● REQUIREMENT A: Reproduce the forum thread on gray convicts below word for word, from its first line to its last.

● PASSAGE:
>> BEGIN

I have had pink fry in the past but they all easy pickings for the other fish. I think these will meet the same fate.

I have a set of pure gray cons that breed like crazy.


----------



## lil mama (Nov 24, 2007)

I've never seen grey Cons before! Do have any pics? I love to see them.


----------



## illy-d (Nov 6, 2005)

^I could be wrong, but I think by grey they mean the regular striped variety... (I think).


----------



## TheFishGuy (Apr 21, 2005)

illy-d said:


> ^I could be wrong, but I think by grey they mean the regular striped variety... (I think).


Yep yep.

They have many common names. Grey, black, stripped, zebra...... to name a few... I'm old school and will call them greys mostly...


----------



## ME_AND_GREENTERROR (Jan 21, 2008)

ok.... one question how do you get marble convicts.. as in are they a mi of breeds.. and what siz tank do a a pair need to be housed in.. 
Thanks
Victor


----------



## dwarfpike (Jan 22, 2008)

If ya were really old school TFG, you'd call them 'congos' ... their first 'common' name way back when they were imported ... talk about confusing common names. :lol:


----------



## ksfishguy (Dec 17, 2006)

Congos, great name for my black cons, awesome!


----------



## TheFishGuy (Apr 21, 2005)

>> END

● ENTRIES PROVIDED:
>> BEGIN

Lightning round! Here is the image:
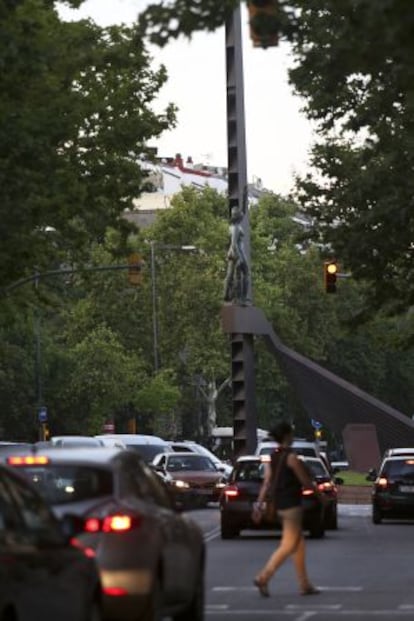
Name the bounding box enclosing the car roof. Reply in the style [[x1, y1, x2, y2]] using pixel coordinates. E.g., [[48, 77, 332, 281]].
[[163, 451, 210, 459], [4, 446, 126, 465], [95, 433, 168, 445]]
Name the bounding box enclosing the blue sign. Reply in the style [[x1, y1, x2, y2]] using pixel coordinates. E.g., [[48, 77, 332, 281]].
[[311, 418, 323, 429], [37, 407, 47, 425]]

>> END
>> BEGIN

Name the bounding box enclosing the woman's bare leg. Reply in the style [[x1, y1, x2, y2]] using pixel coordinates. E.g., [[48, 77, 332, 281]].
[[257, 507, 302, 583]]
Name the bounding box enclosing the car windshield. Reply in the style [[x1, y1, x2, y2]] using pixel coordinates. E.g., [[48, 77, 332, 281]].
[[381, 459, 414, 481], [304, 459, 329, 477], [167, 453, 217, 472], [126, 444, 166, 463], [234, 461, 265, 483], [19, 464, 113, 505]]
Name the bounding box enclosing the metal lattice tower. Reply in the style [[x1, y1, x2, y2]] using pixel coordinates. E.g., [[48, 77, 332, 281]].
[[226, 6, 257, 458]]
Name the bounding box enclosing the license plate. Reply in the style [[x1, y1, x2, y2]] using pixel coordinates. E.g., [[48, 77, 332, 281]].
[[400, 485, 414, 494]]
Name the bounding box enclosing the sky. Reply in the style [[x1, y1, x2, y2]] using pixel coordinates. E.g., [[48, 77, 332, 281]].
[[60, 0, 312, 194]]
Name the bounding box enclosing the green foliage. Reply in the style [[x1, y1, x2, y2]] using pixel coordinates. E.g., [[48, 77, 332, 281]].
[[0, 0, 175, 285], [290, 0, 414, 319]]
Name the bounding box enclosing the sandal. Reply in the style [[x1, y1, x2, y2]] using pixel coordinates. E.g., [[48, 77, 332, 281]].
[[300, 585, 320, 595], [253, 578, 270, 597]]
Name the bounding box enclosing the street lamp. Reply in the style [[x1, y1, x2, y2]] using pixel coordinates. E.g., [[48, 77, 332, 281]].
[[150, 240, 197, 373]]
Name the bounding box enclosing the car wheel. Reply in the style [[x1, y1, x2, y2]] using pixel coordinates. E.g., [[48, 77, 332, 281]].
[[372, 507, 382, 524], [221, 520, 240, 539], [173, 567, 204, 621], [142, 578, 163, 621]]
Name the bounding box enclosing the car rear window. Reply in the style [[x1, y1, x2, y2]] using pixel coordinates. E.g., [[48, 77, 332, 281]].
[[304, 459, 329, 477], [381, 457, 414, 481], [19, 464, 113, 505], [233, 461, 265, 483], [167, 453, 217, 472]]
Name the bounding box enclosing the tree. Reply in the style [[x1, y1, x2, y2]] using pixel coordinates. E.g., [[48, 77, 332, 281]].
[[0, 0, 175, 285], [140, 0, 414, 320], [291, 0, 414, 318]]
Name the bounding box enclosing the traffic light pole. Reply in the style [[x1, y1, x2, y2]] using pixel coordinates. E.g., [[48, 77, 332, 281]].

>> END

● REQUIREMENT B: Gather every line in the records above that contains the word "wheel", copying each one unchanged.

● EXERCISE ANSWER A:
I have had pink fry in the past but they all easy pickings for the other fish. I think these will meet the same fate.

I have a set of pure gray cons that breed like crazy.


----------



## lil mama (Nov 24, 2007)

I've never seen grey Cons before! Do have any pics? I love to see them.


----------



## illy-d (Nov 6, 2005)

^I could be wrong, but I think by grey they mean the regular striped variety... (I think).


----------



## TheFishGuy (Apr 21, 2005)

illy-d said:


> ^I could be wrong, but I think by grey they mean the regular striped variety... (I think).


Yep yep.

They have many common names. Grey, black, stripped, zebra...... to name a few... I'm old school and will call them greys mostly...


----------



## ME_AND_GREENTERROR (Jan 21, 2008)

ok.... one question how do you get marble convicts.. as in are they a mi of breeds.. and what siz tank do a a pair need to be housed in.. 
Thanks
Victor


----------



## dwarfpike (Jan 22, 2008)

If ya were really old school TFG, you'd call them 'congos' ... their first 'common' name way back when they were imported ... talk about confusing common names. :lol:


----------



## ksfishguy (Dec 17, 2006)

Congos, great name for my black cons, awesome!


----------



## TheFishGuy (Apr 21, 2005)

● EXERCISE ANSWER B:
Name the bounding box enclosing the car wheel. Reply in the style [[x1, y1, x2, y2]] using pixel coordinates. E.g., [[48, 77, 332, 281]].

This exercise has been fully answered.